Do not let excessive sweating stain your personality
By Dr. Indu Ballani, Dermatologist, Delhi
The days of sweltering heat are here and we are already running for cover. One of the most significant problems associated with summers is sweating. Apart from the discomfort it causes, body odor is something that can put off anybody. As if the summer heat is not enough, some people are unfortunate to have overactive sweat glands, a syndrome known as hyperhidrosis.
The uncontrollable sweating can lead to significant discomfort, both physical and emotional. When excessive sweating affects the hands, feet, and armpits, it’s called primary or focal hyperhidrosis. Primary hyperhidrosis affects 2 – 3% of the population, yet less than 40% of patients with this condition seek medical advice. In the majority of primary hyperhidrosis cases, no cause can be found. It seems to run in families. If the sweating occurs as a result of another medical condition, it is called secondary hyperhidrosis. The sweating may be all over the body, or it may be in one area. In fact, people with hyperhidrosis may sweat even when the temperature is cool or when they are at rest.
When administered under the arms, Botulinum toxin type A, popularly known as Botox, can help affected people keep sweating at bay. It works at the nerves of overactive sweat glands and relaxes them, significantly cutting down on sweat.
Botox is FDA approved for the treatment of severe underarm sweating, a condition called primary axillary hyperhidrosis. Small doses of purified botulinum toxin injected into the underarm temporarily block the nerves that stimulate sweating. For axillary hyperhidrosis, this is the best option as relief lasts 4 – 6 months and helps control body odor.
Also for focal hyperhidrosis, like excessive sweating on forehead area or face, Meso Botox is the best solution. Here diluted botox is injected into the dermis to decrease sweating.
Some other options are:
Antiperspirants: Excessive sweating may be controlled with strong anti-perspirants, which plug the sweat ducts. Products containing 10% to 20% aluminum chloride hexahydrate are the first line of treatment for underarm sweating. Some patients may be prescribed a product containing a higher dose of aluminum chloride, which is applied nightly onto the affected areas. Antiperspirants can cause skin irritation, and large doses of aluminum chloride can damage clothing. Note: Deodorants do not prevent sweating, but are helpful in reducing body odor.
Medication: Anticholinergics drugs, such as glycopyrrolate (Robinul, Robinul-Forte), help to prevent the stimulation of sweat glands. Although effective for some patients, these drugs have not been studied as well as other treatments. Side effects include dry mouth, dizziness, and problems with urination. Beta-blockers or benzodiazepines may help reduce stress-related sweating.
Endoscopic thoracic sympathectomy (ETS): In severe cases, a minimally-invasive surgical procedure called sympathectomy may be recommended when other treatments fail. The procedure turns off the signal that tells the body to sweat excessively. It is usually done on patients whose palms sweat much more heavily than normal. It may also be used to treat extreme sweating of the face. ETS does not work as well for those with excessive armpit sweating.

# ENTRIES SUPPLIED:
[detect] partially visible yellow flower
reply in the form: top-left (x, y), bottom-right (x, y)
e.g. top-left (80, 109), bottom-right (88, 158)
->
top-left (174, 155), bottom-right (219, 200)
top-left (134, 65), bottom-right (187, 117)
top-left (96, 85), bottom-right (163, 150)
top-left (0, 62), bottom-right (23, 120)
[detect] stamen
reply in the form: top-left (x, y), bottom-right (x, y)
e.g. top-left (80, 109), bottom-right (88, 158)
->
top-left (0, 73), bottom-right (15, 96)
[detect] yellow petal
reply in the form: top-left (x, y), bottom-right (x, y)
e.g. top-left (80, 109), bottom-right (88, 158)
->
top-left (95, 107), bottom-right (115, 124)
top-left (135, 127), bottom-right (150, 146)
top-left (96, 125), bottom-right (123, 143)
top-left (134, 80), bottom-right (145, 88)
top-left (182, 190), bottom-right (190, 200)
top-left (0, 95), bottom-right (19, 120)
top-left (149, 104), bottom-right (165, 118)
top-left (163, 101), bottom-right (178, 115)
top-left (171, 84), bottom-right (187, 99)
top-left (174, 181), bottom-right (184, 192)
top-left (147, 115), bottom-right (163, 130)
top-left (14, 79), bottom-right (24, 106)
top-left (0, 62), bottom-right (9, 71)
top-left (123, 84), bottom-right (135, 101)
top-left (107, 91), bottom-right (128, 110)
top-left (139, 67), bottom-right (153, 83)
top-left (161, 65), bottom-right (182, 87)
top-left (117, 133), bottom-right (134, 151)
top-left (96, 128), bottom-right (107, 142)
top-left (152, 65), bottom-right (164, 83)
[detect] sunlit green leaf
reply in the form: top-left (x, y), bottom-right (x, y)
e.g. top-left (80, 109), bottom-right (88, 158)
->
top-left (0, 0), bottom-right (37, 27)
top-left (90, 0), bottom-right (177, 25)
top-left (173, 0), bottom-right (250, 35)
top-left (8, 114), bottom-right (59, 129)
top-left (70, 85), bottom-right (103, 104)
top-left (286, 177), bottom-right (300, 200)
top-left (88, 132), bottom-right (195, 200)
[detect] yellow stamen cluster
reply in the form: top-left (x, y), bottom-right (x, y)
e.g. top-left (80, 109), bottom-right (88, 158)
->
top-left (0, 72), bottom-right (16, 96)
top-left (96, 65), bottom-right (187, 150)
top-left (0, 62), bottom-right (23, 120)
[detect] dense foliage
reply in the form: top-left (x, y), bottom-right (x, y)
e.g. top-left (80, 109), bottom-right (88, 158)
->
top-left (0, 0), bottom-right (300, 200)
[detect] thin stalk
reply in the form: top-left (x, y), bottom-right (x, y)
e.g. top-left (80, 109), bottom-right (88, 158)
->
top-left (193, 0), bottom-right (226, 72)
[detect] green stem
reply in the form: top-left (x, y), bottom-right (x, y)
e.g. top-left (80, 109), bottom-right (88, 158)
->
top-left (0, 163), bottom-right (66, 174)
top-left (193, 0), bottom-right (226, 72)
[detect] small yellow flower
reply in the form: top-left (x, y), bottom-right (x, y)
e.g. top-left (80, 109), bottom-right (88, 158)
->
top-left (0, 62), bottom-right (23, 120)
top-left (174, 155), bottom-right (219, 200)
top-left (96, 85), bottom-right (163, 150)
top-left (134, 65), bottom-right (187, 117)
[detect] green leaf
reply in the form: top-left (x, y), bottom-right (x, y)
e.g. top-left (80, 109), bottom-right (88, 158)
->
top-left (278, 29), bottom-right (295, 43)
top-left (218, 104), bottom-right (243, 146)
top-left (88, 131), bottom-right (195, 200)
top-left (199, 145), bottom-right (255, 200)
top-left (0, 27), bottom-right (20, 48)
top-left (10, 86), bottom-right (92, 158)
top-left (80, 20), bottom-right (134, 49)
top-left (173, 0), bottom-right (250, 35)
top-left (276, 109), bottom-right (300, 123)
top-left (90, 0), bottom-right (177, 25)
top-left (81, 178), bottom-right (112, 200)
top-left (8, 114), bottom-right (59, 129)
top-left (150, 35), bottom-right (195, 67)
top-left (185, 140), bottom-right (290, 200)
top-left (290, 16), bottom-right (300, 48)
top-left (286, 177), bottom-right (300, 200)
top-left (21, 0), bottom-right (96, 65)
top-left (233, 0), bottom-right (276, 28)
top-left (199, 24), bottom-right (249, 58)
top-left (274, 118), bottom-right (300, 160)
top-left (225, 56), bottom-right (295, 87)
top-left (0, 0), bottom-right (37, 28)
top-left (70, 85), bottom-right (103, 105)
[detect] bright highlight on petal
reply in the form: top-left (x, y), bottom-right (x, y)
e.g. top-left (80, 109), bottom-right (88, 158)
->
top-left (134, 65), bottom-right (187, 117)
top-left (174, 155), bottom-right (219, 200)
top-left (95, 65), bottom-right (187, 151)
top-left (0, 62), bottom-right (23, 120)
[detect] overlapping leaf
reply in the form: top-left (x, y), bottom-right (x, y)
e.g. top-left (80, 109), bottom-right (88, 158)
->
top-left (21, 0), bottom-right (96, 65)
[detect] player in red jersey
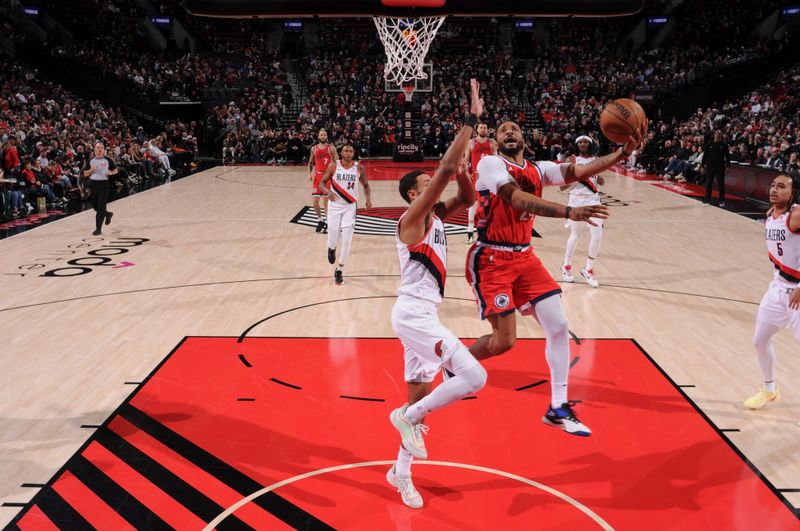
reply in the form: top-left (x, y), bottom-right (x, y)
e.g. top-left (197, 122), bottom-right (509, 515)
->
top-left (308, 129), bottom-right (339, 234)
top-left (464, 122), bottom-right (497, 243)
top-left (467, 122), bottom-right (647, 437)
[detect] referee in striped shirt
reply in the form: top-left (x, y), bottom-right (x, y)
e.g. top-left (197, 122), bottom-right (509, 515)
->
top-left (83, 141), bottom-right (118, 236)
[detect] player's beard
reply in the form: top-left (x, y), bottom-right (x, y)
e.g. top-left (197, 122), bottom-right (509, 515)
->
top-left (497, 142), bottom-right (525, 157)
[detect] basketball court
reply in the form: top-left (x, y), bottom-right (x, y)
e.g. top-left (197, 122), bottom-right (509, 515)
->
top-left (0, 165), bottom-right (800, 529)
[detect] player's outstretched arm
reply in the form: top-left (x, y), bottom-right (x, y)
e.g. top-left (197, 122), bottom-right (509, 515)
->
top-left (434, 156), bottom-right (475, 219)
top-left (358, 164), bottom-right (372, 208)
top-left (319, 162), bottom-right (336, 201)
top-left (308, 146), bottom-right (314, 181)
top-left (401, 79), bottom-right (483, 235)
top-left (497, 181), bottom-right (608, 225)
top-left (560, 120), bottom-right (649, 183)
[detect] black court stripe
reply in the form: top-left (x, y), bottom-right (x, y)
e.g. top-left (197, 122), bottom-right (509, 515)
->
top-left (67, 455), bottom-right (172, 530)
top-left (91, 429), bottom-right (252, 529)
top-left (514, 380), bottom-right (547, 391)
top-left (36, 488), bottom-right (94, 531)
top-left (120, 404), bottom-right (333, 529)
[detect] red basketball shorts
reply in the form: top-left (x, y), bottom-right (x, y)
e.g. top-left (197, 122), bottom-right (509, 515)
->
top-left (467, 245), bottom-right (561, 319)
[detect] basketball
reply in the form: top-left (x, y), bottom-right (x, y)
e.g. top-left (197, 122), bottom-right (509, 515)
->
top-left (600, 98), bottom-right (646, 144)
top-left (6, 0), bottom-right (800, 531)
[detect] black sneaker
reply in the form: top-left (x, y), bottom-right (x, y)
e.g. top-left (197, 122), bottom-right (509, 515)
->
top-left (542, 401), bottom-right (592, 437)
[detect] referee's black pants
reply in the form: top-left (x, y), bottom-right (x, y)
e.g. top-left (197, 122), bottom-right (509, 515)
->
top-left (89, 180), bottom-right (111, 230)
top-left (704, 166), bottom-right (725, 203)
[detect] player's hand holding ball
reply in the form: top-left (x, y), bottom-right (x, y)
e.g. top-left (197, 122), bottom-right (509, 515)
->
top-left (600, 98), bottom-right (650, 156)
top-left (456, 159), bottom-right (469, 181)
top-left (469, 78), bottom-right (483, 118)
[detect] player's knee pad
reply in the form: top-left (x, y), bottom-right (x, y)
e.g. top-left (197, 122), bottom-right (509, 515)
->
top-left (459, 363), bottom-right (487, 393)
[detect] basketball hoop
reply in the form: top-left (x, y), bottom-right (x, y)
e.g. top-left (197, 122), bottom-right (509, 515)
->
top-left (403, 83), bottom-right (417, 103)
top-left (372, 16), bottom-right (445, 85)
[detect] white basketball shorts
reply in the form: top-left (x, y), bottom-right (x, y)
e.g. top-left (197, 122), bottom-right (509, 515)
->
top-left (392, 295), bottom-right (478, 382)
top-left (757, 280), bottom-right (800, 339)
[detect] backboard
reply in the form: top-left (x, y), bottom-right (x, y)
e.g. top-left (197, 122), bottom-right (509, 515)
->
top-left (184, 0), bottom-right (644, 18)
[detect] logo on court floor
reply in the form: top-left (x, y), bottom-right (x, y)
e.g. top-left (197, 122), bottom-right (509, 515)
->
top-left (291, 206), bottom-right (541, 238)
top-left (494, 293), bottom-right (510, 310)
top-left (3, 236), bottom-right (150, 278)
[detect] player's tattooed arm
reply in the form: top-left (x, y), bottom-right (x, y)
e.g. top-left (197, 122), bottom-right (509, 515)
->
top-left (319, 162), bottom-right (336, 201)
top-left (497, 182), bottom-right (608, 225)
top-left (308, 146), bottom-right (314, 181)
top-left (433, 156), bottom-right (475, 219)
top-left (401, 79), bottom-right (483, 231)
top-left (358, 164), bottom-right (372, 208)
top-left (789, 208), bottom-right (800, 232)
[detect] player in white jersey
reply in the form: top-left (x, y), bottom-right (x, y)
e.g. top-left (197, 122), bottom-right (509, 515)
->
top-left (464, 122), bottom-right (497, 243)
top-left (561, 135), bottom-right (605, 288)
top-left (744, 175), bottom-right (800, 409)
top-left (386, 79), bottom-right (486, 509)
top-left (319, 144), bottom-right (372, 284)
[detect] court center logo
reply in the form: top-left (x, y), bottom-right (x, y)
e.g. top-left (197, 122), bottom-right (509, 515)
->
top-left (291, 206), bottom-right (541, 238)
top-left (4, 236), bottom-right (150, 278)
top-left (494, 293), bottom-right (511, 310)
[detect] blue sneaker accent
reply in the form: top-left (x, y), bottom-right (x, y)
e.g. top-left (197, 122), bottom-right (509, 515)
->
top-left (542, 400), bottom-right (592, 437)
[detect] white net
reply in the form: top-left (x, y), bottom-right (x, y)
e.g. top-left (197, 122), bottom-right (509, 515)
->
top-left (373, 17), bottom-right (445, 83)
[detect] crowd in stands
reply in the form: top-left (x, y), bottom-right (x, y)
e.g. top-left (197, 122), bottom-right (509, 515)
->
top-left (632, 61), bottom-right (800, 182)
top-left (0, 63), bottom-right (197, 219)
top-left (4, 0), bottom-right (798, 195)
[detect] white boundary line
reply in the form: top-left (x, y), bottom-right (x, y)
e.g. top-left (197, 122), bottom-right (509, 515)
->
top-left (203, 460), bottom-right (614, 531)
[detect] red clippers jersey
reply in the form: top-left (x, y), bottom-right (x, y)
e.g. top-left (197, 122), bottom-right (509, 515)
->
top-left (314, 144), bottom-right (333, 173)
top-left (475, 159), bottom-right (542, 245)
top-left (475, 155), bottom-right (564, 246)
top-left (471, 138), bottom-right (492, 174)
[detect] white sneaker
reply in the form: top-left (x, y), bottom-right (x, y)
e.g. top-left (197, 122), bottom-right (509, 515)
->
top-left (581, 269), bottom-right (600, 288)
top-left (386, 466), bottom-right (422, 509)
top-left (389, 404), bottom-right (428, 459)
top-left (561, 264), bottom-right (575, 282)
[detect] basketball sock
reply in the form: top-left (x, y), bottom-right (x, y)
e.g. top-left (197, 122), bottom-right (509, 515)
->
top-left (404, 364), bottom-right (486, 424)
top-left (326, 212), bottom-right (342, 249)
top-left (564, 222), bottom-right (580, 265)
top-left (586, 225), bottom-right (603, 270)
top-left (467, 202), bottom-right (478, 232)
top-left (394, 446), bottom-right (414, 478)
top-left (339, 225), bottom-right (355, 268)
top-left (753, 319), bottom-right (778, 393)
top-left (535, 296), bottom-right (569, 407)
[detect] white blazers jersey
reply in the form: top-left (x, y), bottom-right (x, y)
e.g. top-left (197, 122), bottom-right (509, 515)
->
top-left (331, 160), bottom-right (358, 204)
top-left (395, 214), bottom-right (447, 304)
top-left (764, 205), bottom-right (800, 287)
top-left (569, 156), bottom-right (600, 207)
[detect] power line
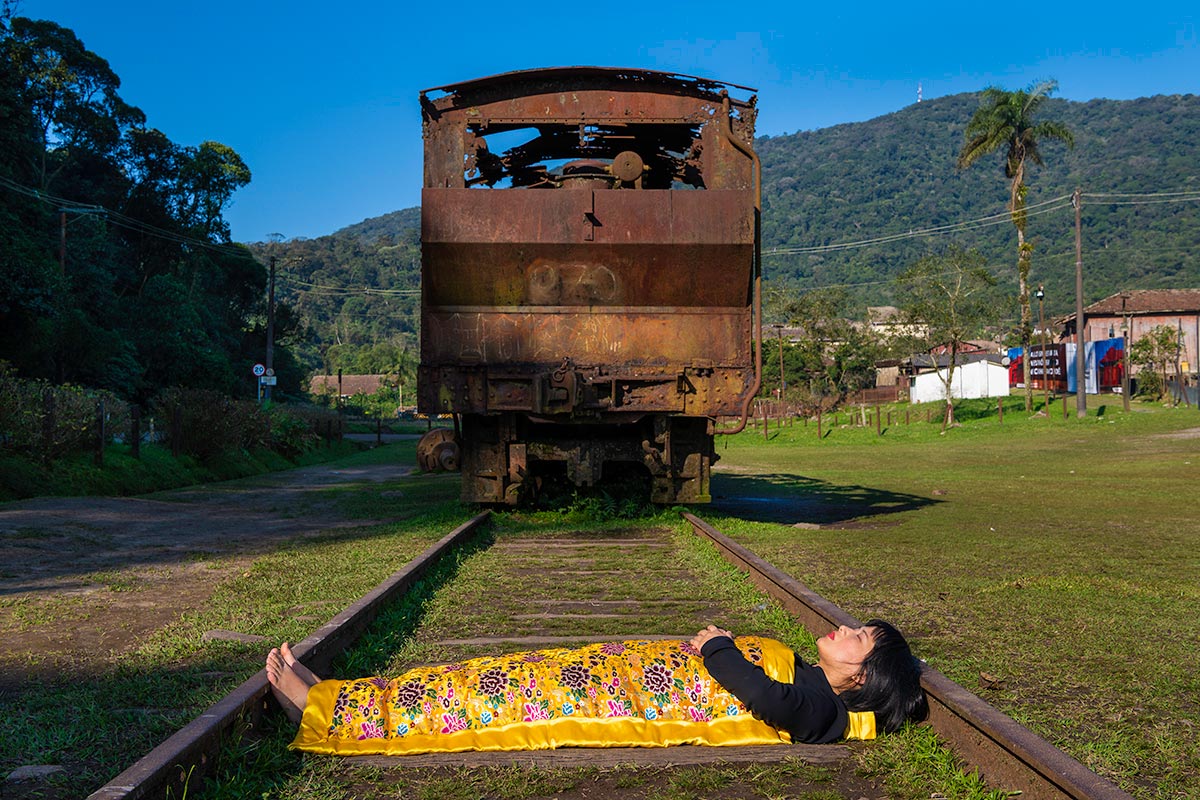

# WHAT YOU NEED TO DO:
**A)** Please extract everything in the hyperhidrosis article from "Botox is FDA" down to "to decrease sweating.".
**B)** Translate this sentence from the hyperhidrosis article into Spanish: "Botox is FDA approved for the treatment of severe underarm sweating, a condition called primary axillary hyperhidrosis."
The items have nothing to do with the hyperhidrosis article.

# ANSWER SECTION:
**A)**
Botox is FDA approved for the treatment of severe underarm sweating, a condition called primary axillary hyperhidrosis. Small doses of purified botulinum toxin injected into the underarm temporarily block the nerves that stimulate sweating. For axillary hyperhidrosis, this is the best option as relief lasts 4 – 6 months and helps control body odor.
Also for focal hyperhidrosis, like excessive sweating on forehead area or face, Meso Botox is the best solution. Here diluted botox is injected into the dermis to decrease sweating.

**B)** El Botox está aprobado por la FDA para el tratamiento de la sudoración axilar intensa, una afección llamada hiperhidrosis axilar primaria.